→ **Short problem**:
Write out each line of the records below word for word, leaving out the pictures.

→ **Listed records**:
★ ★ ★
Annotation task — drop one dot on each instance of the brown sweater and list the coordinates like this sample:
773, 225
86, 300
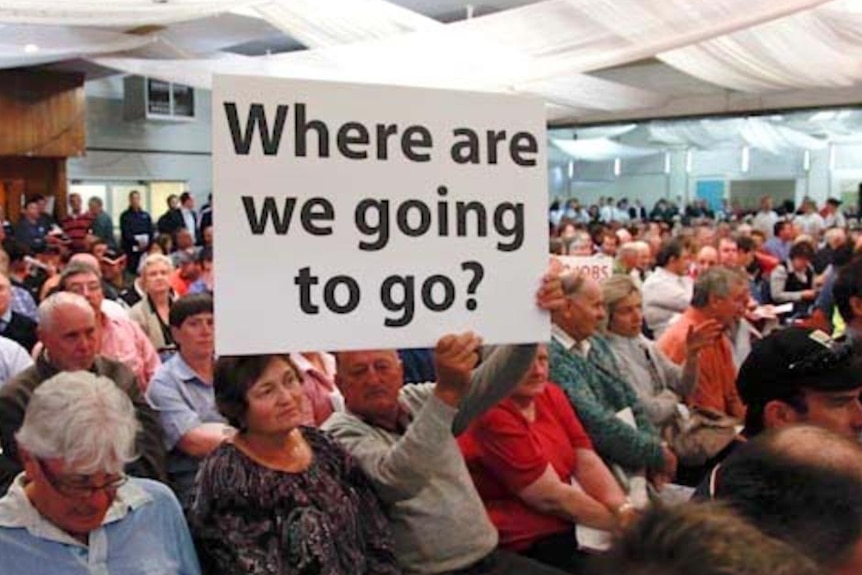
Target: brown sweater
16, 393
★ ★ ★
→ **Result of this task**:
Annotation task — drop one dot on each instance of the brown sweater and list the coordinates like this sample:
773, 225
86, 300
Target: brown sweater
16, 393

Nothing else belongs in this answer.